Copy out all of the entries, keeping every word the same.

++++ Record set

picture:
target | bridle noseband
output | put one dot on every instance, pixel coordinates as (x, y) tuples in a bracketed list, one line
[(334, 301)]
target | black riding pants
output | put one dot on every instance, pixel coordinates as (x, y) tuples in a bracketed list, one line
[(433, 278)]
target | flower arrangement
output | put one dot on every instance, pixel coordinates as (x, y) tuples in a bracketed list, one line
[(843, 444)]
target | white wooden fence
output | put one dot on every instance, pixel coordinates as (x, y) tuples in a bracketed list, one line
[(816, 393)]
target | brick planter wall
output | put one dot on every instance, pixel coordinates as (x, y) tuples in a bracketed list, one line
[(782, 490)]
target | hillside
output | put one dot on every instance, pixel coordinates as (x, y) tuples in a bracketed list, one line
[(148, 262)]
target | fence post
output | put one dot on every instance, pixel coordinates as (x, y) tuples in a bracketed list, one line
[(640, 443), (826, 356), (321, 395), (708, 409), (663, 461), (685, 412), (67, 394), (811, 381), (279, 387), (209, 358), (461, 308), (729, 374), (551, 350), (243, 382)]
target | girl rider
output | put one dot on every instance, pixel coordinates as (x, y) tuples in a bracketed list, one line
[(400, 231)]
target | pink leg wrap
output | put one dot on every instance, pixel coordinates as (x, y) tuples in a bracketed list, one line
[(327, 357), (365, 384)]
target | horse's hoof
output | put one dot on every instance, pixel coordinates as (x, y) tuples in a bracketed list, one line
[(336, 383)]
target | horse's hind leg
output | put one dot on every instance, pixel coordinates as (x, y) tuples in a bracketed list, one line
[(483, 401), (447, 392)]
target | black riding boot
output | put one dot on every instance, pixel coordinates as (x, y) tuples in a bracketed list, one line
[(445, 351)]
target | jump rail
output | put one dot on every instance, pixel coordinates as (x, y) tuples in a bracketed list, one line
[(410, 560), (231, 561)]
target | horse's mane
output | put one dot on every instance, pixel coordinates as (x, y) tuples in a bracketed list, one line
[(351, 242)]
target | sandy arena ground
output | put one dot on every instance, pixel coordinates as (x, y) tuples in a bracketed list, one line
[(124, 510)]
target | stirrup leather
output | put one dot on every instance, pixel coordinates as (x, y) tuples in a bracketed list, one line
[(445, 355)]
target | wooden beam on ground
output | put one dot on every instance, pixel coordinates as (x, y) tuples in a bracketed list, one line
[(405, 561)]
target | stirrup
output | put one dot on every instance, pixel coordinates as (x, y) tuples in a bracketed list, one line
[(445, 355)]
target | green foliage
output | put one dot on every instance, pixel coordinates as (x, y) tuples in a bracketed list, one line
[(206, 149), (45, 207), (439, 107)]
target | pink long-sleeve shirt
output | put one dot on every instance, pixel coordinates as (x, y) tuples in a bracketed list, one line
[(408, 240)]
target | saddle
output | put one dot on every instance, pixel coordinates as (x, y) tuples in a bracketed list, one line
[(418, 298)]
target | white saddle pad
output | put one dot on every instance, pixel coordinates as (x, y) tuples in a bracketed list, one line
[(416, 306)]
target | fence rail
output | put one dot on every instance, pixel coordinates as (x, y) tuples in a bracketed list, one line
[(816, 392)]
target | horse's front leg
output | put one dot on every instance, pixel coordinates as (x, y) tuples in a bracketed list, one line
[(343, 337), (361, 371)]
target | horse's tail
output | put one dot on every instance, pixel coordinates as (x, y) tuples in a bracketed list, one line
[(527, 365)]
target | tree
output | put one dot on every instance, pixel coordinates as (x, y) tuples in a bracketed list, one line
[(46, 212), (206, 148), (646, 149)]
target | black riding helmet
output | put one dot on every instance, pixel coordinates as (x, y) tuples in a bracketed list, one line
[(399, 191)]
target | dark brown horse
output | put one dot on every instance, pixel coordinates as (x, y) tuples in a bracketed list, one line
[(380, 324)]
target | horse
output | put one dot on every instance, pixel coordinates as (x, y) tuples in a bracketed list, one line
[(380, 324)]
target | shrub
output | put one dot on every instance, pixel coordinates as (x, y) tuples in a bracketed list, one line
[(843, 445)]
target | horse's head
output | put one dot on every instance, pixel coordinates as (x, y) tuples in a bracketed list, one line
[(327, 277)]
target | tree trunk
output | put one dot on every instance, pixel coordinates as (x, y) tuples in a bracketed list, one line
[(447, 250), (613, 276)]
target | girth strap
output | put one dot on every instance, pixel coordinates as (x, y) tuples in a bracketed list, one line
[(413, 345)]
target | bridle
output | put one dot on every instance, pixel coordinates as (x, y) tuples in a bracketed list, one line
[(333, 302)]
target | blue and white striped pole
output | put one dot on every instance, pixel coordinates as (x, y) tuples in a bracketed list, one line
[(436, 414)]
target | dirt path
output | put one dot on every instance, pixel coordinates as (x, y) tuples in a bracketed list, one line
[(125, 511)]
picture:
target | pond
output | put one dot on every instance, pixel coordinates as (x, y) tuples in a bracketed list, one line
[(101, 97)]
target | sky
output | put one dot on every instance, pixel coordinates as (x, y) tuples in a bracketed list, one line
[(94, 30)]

++++++++

**Reply**
picture:
target | bridle noseband
output | put one dot on every instance, pixel coordinates as (x, y) tuples in a bracketed list, one line
[(334, 301)]
target | black riding pants
output | put one dot on every instance, pixel coordinates as (x, y) tuples in a bracketed list, one line
[(433, 278)]
target | flower arrangement
output | put one dot on every instance, pixel coordinates as (x, y) tuples in a bracketed list, one line
[(843, 444)]
target | white wooden fence
output | put one dot on every instance, pixel coordinates as (x, y) tuples in a bracketed list, one line
[(816, 393)]
target | brick planter wall
output | put one dot on every instance, pixel coordinates as (x, y) tuples in a bracketed list, one line
[(782, 490)]
target | hillside
output | put one dot on every instance, pixel coordinates as (x, y) tuples in a bracketed list, one line
[(148, 262)]
target | fence post
output | put one dot on every instance, pixel coordinates as (x, y) tuples in a bracketed list, one line
[(640, 443), (826, 356), (321, 395), (708, 409), (663, 461), (685, 412), (67, 394), (811, 381), (279, 387), (209, 358), (461, 308), (729, 374), (551, 350), (243, 382)]
target | girl rider
output | put one dot on every instance, pixel coordinates as (x, y) tuples in a bracketed list, one line
[(400, 231)]
target | pink leg wrap
output | put one dot on every instance, pixel coordinates as (x, y) tuples in a bracketed list, one line
[(327, 357), (365, 384)]
target | horse's hoof
output | put one dot on every instance, pixel coordinates as (x, y) tuples in a bracketed list, one line
[(336, 383)]
target | horse's hind leg
output | put one dot on every instance, pixel coordinates as (x, y) tuples in a bracketed list, one line
[(483, 401), (447, 392)]
target | black riding boot
output | put one dot on every instance, pixel coordinates as (x, y) tuples in a bracketed list, one line
[(445, 351)]
target | jump rail
output | put one dot on every instance, pixel coordinates as (x, y) tuples in a bracketed list, one line
[(410, 560), (231, 561)]
target | horse's mane
output | put one dot on every instance, pixel coordinates as (x, y) tuples in a bracketed list, one line
[(351, 242)]
target | sandy arena ground
output | put one dot on every instance, pixel coordinates as (x, y) tuples in a bracketed list, one line
[(124, 510)]
target | stirrup leather
output | put one dot on every instance, pixel coordinates as (x, y) tuples in a bracketed list, one line
[(445, 355)]
target | wooden beam on ground
output | put one dot on every instance, pixel coordinates as (x, y) tuples in a bracketed list, one line
[(405, 561)]
target | stirrup
output | put one dot on every instance, pixel coordinates as (x, y) tuples in a bracketed list, one line
[(445, 355)]
target | green foliage
output | put one dot on every instance, pixel coordinates as (x, y) tuples in a bracketed list, one line
[(206, 149), (45, 207), (439, 107)]
target | pink long-sleeve shirt
output | put one dot on every instance, pixel coordinates as (x, y) tuples in a bracketed list, one line
[(408, 240)]
target | saddle
output | put one dot on every instance, pixel coordinates as (x, y) tuples in a bracketed list, one line
[(418, 298)]
target | white saddle pad
output | put one dot on every instance, pixel coordinates as (x, y) tuples in a bracketed list, one line
[(416, 306)]
target | fence rail
output | put one dot on every instance, pixel coordinates as (x, y) tuples in a bracketed list, one line
[(816, 392)]
target | horse's front leg
output | put one dot on every instance, pixel coordinates as (x, y) tuples in a bracketed list, one line
[(343, 337), (361, 371)]
target | horse's tail
output | put one dot on every instance, pixel coordinates as (x, y) tuples in a bracketed list, one line
[(527, 365)]
target | tree
output | put one dot on every instance, pixel coordinates as (x, y) tuples in a bracketed list, one line
[(46, 212), (206, 148), (646, 149)]
target | black riding helmet
output | put one dot on every instance, pixel coordinates as (x, y) tuples in a bracketed list, one line
[(399, 191)]
target | dark brown horse
output | put one dot on every instance, pixel coordinates as (x, y) tuples in a bracketed list, one line
[(380, 324)]
target | horse
output | put one dot on every instance, pixel coordinates as (x, y) tuples in a bracketed list, one line
[(380, 324)]
target | shrub
output | put one dot on every instance, pixel coordinates as (x, y) tuples in a bracketed list, one line
[(843, 445)]
target | horse's head
output | put one dot on every instance, pixel coordinates as (x, y) tuples in a bracketed list, one line
[(327, 277)]
target | tree trunk
output | put one dot on every instance, pixel coordinates as (x, y) tuples in a bracketed list, one line
[(447, 250), (613, 276)]
target | girth strap
output | put one dot on every instance, pixel coordinates as (x, y) tuples in a bracketed list, one line
[(413, 345)]
target | bridle
output | put one dot on every instance, pixel coordinates as (x, y) tuples in a bracketed list, one line
[(333, 302)]
target | blue and white striped pole
output | put one dot on every instance, pixel coordinates as (x, y) tuples in a bracketed list, one line
[(436, 414)]
target | dirt path
output | put one dot on every instance, pixel coordinates as (x, y) tuples in a bracketed list, one line
[(125, 511)]
picture:
target | pond
output | put one dot on every instance, pixel coordinates as (x, y) tuples in a bracketed list, one line
[(101, 97)]
target | sky
output | put one dot on every instance, pixel coordinates as (x, y) tuples in a bracketed list, one line
[(94, 30)]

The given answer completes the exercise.